• _Extract to read_

Likes: Moaning, Bitching & abusing the other team
Dislikes: Lack of effort, pansy (girly) tackling
Aspirations: To win the golden ratio - or if possible see Luke lose
Why I came a Skidmark: To teach the Springboks how to play football
Skidmark SA player most similiar to: Mike "The Reason" Herb


Name: Luke Hatfield
Nickname: Ginja Ninja / God
Position: Coach / Manager / Star Player
Attributes: Organising the team on a weekly basis, trying to collect money for every game, using my large shoulders to carry the team on a weekly basis from victory to victory.
Likes: Scoring, winning the Golden Skidmark, Toe pokes, watching West Ham do a Leeds & get relegated, watching Gary "Fat Bum" Hatfield trying to do pirouettes and his "new trick"
Dislikes: The Golden Ratio
Aspirations: The win the Golden Skidmark, finish the league unbeaten and get promoted every year until Division 1....oh and watch Iain fail miserably in an attempt to win the Golden Ratio award he created so he could win something
Why I came a Skidmark: To carry on the legacy created many moons ago back home on African soil, the home of football...

Name: Paul Mulvey
Nickname: Penelope Pitstop
Position: Goalkeeper
Attributes: Major contributor for the team being good looking. Nice gloves and bright socks
Likes: Red carpet rolled out from my vespa to the pitch with rose petals thrown just before my every step.
Dislikes: Players pissing in my helmet if I let a goal in.
Aspirations: Getting Players Player award and Most travelled around Liverpool Street to Game Award. Also at end of season being held up on team mates shoulders and carried around Trafalgar Square while everyone chants 'Mulvey Mulvey'
Why I came a Skidmark: To fulfil my dream; Standing in a D shape for half an hour a week
Skidmark SA player most similiar to: Brendan "Mad Dogg" McNiven of course

Name: James Furniss
Nickname: Sheep Shagger / Bruce
Position: Striking defender
Attributes: Sets up the most goals in the team, actually stays in defense (well most of the time anyway)
Likes: Cold beer (not this warm English crap), listening to Waltzing Matilda at least once a day, getting away with dodgy tackles
Dislikes: Goalhangers (Gary/Luke), getting into a good shooting position only to completely miss the goal, astroturf burns
Aspirations: To one day be in possession of the Golden Skidmark or to kick 10 goals in one game then retire, so I win the Golden Ratio. (We can always dream...)
Why I came a Skidmark: To bring some Australian class to the team and to pay £ 7 to run around for 15 minutes or less
Skidmark SA player most similiar to: Our pet sheep mascot

Name: Benjamin "America...Fuck Yeah!" Goeltz
Nickname: USA USA
Position: Left Right Out
Attributes: best accent on team, hits the post more times than a mailman, and a strict believer that 1-goal-a-game is the perfect ratio (hence the frequency of hitting the post).
Likes: hearing opponents whine at no-calls, Mulvey's reverse-through-the-legs roll-outs, left foot likes hitting footballs as hard as it can.
Dislikes: any non-American accent - who taught them to speak American, anyways?
Aspirations: hitting both posts and the crossbar in a single attempt on goal...it's bound to happen at some point.

• _Data extract_

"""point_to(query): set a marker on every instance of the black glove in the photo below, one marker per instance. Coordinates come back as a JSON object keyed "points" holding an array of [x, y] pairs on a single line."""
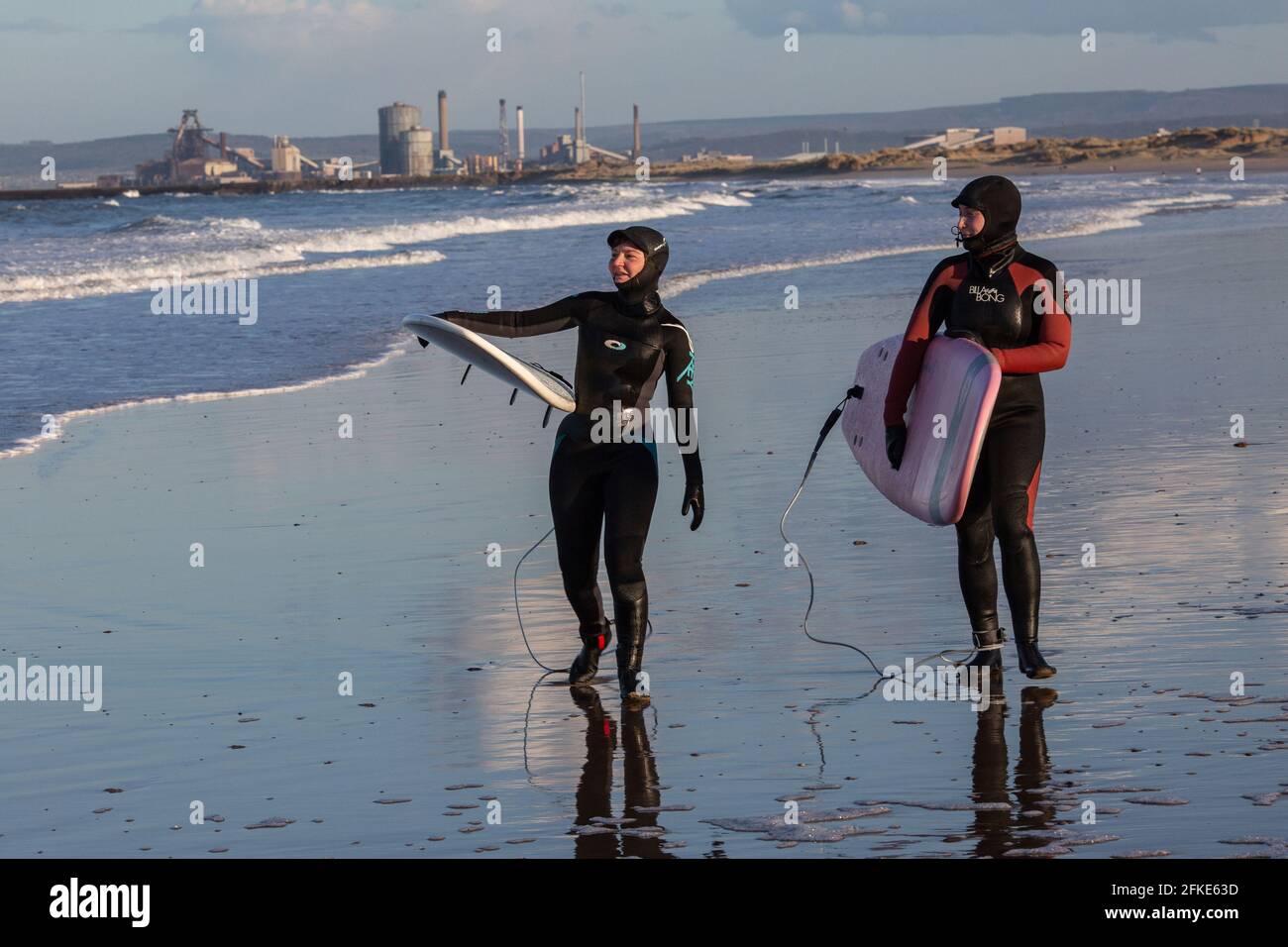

• _Short problem_
Output the part of the football team profiles above that runs from "Why I came a Skidmark: To bring" up to and including "speak American, anyways?", copied word for word.

• _Output of the exercise_
Why I came a Skidmark: To bring some Australian class to the team and to pay £ 7 to run around for 15 minutes or less
Skidmark SA player most similiar to: Our pet sheep mascot

Name: Benjamin "America...Fuck Yeah!" Goeltz
Nickname: USA USA
Position: Left Right Out
Attributes: best accent on team, hits the post more times than a mailman, and a strict believer that 1-goal-a-game is the perfect ratio (hence the frequency of hitting the post).
Likes: hearing opponents whine at no-calls, Mulvey's reverse-through-the-legs roll-outs, left foot likes hitting footballs as hard as it can.
Dislikes: any non-American accent - who taught them to speak American, anyways?